## [What is needed]
Format the entries below as a numbered list, leaving out any blank lines and the pictures.

--- BEGIN Provided material ---

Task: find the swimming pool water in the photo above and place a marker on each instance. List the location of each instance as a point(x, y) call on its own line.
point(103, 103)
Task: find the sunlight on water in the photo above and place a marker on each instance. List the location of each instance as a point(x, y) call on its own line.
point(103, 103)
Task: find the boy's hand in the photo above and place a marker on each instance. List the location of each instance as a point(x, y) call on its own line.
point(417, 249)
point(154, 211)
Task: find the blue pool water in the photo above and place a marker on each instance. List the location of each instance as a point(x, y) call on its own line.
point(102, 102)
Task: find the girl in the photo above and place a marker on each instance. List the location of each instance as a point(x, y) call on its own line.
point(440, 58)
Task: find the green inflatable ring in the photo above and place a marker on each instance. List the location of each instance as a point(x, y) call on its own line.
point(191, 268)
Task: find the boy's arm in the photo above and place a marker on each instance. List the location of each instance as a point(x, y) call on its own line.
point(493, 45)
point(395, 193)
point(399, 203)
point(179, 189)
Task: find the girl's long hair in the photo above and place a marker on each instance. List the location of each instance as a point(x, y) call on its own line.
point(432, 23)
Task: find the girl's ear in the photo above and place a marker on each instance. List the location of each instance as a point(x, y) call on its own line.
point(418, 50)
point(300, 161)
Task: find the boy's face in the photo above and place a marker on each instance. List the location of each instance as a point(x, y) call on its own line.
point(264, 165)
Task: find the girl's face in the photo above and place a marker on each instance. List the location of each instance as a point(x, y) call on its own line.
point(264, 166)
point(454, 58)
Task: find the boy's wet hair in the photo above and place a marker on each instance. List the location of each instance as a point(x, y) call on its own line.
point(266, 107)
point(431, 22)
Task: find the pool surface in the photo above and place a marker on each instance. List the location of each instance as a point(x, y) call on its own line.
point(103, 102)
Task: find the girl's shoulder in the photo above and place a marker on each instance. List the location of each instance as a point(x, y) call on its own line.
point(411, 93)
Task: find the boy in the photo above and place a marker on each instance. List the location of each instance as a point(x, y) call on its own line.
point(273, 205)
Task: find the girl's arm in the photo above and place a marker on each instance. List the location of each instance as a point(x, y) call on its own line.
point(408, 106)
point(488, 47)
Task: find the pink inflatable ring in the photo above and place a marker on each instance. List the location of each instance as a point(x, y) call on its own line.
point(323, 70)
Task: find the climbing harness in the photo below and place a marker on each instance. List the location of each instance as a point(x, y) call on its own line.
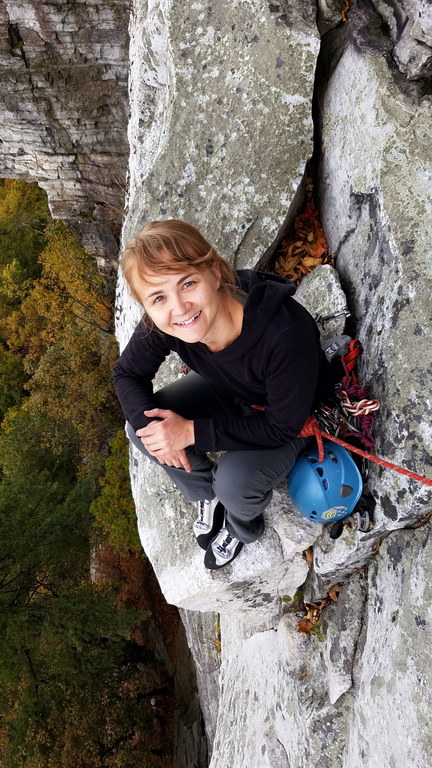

--- END Provided material ---

## [Response]
1. Task: find the swimming pool water in the photo above and place a marker on each instance. List the location of each instance as a point(x, y) call on its own line.
2. point(103, 103)
3. Task: find the sunlight on water in the photo above and place a marker on each instance. List the location of each instance as a point(x, y) call on its own line.
4. point(103, 103)
5. Task: find the boy's hand in the photo above and place a marker on each instance. List the location of each instance as a point(x, y) call on its own line.
6. point(417, 249)
7. point(154, 211)
8. Task: find the blue pool water in the photo above and place a marker on each instance. List the location of each instance as a point(x, y) call on its own line.
9. point(102, 102)
10. Task: find the girl in the photo above and place a marker on each instance. List the location of each instance as a point(x, y) call on its own line.
11. point(440, 58)
12. Task: find the green inflatable ring in the photo above and place a marker on each instance. List the location of each instance as a point(x, y) call on its own line.
13. point(191, 268)
14. Task: find the boy's arm in the photo above and place a marker on each instance. List the location of each instance as a point(x, y) call on its own line.
15. point(493, 45)
16. point(395, 193)
17. point(399, 203)
18. point(179, 189)
19. Task: find the girl's long hair in the photo above and place a marker on each instance. List the location of each instance as a point(x, y) call on its own line.
20. point(432, 23)
21. Task: find the girl's ear in the photo above and place a marker on each instance. List the location of each instance as a point(x, y) call on its own line.
22. point(418, 50)
23. point(300, 161)
24. Task: find the boy's face in the photo above and place a marker on each instance. List the location of each instance as a point(x, y) call on its own line.
25. point(264, 165)
26. Task: find the girl's face in the photo above and place a marker on each instance. List the location of each instance as a point(x, y) call on its own line.
27. point(264, 166)
28. point(454, 58)
29. Task: find the boy's wet hair in the photo above and place a marker on each instance. List the location of each instance as a point(x, y) call on its own line.
30. point(266, 107)
31. point(431, 22)
32. Task: find the pool surface in the photo above and place a marker on each instance. List the location of each instance as a point(x, y) call on its own line.
33. point(103, 102)
34. Task: find the girl's shoulder in the photo above and place a marker on each instance. List the location of each instance as a point(x, y) call on its own line.
35. point(411, 93)
36. Task: find the boy in the photo above and place a marker on each instance. List the location of each instance as a point(x, y) call on its own line.
37. point(273, 205)
38. Task: find the girl's arm in the photo above and place a marker on each instance. List the location of each instance as a point(x, y) call on its own line.
39. point(408, 106)
40. point(488, 47)
41. Task: find the pink inflatable ring in the photo above and place a marker on each instance. List the location of each instance as a point(x, y) call on its own line.
42. point(323, 70)
43. Task: find the climbing harness in the photo below and place a marker on each instance. List the location of each instance as a point(x, y) call on its own line.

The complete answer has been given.